WORK TO DO - Transcribe each record exactly. Include every one.

>> Begin AVAILABLE DATA

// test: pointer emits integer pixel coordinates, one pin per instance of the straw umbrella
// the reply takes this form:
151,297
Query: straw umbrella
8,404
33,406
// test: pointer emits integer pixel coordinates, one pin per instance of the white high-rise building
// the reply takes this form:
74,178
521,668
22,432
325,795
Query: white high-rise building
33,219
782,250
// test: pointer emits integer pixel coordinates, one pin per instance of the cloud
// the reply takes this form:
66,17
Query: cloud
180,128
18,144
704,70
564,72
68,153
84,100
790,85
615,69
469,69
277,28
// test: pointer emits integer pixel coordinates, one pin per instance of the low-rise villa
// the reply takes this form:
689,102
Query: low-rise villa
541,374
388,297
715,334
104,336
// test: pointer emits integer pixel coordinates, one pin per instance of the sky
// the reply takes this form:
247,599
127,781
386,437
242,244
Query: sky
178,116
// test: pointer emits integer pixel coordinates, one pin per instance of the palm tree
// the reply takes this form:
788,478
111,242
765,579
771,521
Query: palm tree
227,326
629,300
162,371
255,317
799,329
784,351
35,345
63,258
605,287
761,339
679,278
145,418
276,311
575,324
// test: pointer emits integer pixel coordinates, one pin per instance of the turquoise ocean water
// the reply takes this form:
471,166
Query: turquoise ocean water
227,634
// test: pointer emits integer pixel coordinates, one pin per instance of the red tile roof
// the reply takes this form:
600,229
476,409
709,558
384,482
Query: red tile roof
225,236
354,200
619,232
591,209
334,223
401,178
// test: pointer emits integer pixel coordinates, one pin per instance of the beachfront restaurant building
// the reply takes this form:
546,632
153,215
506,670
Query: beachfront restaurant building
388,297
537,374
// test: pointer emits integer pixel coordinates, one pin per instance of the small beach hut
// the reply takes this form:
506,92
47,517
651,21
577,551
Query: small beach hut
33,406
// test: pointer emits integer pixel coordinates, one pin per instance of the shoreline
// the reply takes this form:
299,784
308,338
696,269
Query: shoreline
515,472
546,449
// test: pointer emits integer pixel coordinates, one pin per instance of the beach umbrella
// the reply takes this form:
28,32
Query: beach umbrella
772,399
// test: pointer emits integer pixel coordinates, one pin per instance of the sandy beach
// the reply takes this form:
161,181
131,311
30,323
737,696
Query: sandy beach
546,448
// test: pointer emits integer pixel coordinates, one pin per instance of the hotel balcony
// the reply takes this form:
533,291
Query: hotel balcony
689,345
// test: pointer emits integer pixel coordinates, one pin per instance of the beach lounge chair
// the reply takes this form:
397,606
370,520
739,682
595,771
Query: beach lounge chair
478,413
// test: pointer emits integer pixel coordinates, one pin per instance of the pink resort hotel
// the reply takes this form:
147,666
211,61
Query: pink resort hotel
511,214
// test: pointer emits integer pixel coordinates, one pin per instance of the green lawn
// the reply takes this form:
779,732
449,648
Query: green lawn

>> End AVAILABLE DATA

ANSWER TO THE TASK -
// test: pointer emits integer pixel coordinates, one pin per instance of the straw umbrella
// the reply takes this form:
151,297
Query: straw umbrella
8,404
33,406
// test: pointer emits integer pixel coordinates, one pin per instance of the white high-rise building
// the reply takes this form:
74,178
521,668
22,432
325,795
Query: white high-rise building
33,219
782,250
// test: pointer emits integer pixel coordinates, one pin per instance of the cloud
// the reply takes this form:
66,17
Query: cloud
180,128
18,144
704,70
564,72
68,153
84,100
790,85
615,69
469,69
277,28
// test: pointer emits integer pixel coordinates, one pin per instance of the low-rise villa
// the reply takes this form:
689,102
Query: low-rise villa
541,374
388,297
715,334
104,336
// test: pointer emits integer pixel coordinates, one pin per instance of the sky
// the reply takes this form:
247,599
127,781
386,437
242,244
Query: sky
178,116
// test: pointer emits integer pixel coordinates, one pin per instance of the palm tree
// the reply takes this form:
788,478
111,242
765,579
771,521
Query: palm tree
227,326
629,300
162,371
255,317
799,329
784,351
35,345
63,258
605,287
761,339
679,278
145,418
276,311
575,324
// test: pointer emits integer pixel coordinates, one pin per instance of the turquoise ocean water
// the reply takes this form:
471,166
Query: turquoise ocean water
227,634
// test: pointer emits integer pixel coordinates, one pin per instance of the red tile roof
// the reply takes this form:
600,229
476,409
709,558
384,482
Query: red tile roof
225,236
354,200
619,232
591,209
334,223
401,178
// test: pointer emits integer pixel coordinates, one pin per instance of the beachfront restaurant building
// the reply takes this form:
546,632
153,215
506,670
Query: beachfront restaurant building
388,297
537,374
// test: pointer emits integer pixel coordinates, one pin per instance of the small beach hut
// the reply takes this form:
506,92
47,517
651,21
577,551
Query: small beach hut
33,406
// test: pointer emits integer pixel coordinates, one pin per instance of the shoreline
// the reply takes this form:
299,784
308,338
696,269
Query: shoreline
515,472
546,449
// test: pointer emits integer pixel coordinates, one pin per instance of the beach umbrella
// the reply takes this form:
28,32
Query: beach umbrella
772,399
// test: pointer emits integer pixel coordinates, one pin per instance of the sandy beach
// the reply takes this form:
161,181
131,311
30,323
737,696
Query: sandy beach
546,448
// test: pointer emits integer pixel coordinates, one pin per instance of the hotel balcony
// the reply takes this form:
533,291
Query: hotel balcony
689,345
// test: pointer emits integer pixel coordinates, one pin per instance of the beach lounge chair
// the reply takes this form:
397,606
370,520
739,682
595,771
Query: beach lounge chair
478,413
// test: pointer emits integer pixel coordinates, one pin per instance of the pink resort hotel
// the reply takes this form:
147,666
211,61
Query: pink resort hotel
511,214
// test: pointer emits integer pixel coordinates, one pin per instance of the green lawn
// the reply takes this form:
779,732
449,648
Query: green lawn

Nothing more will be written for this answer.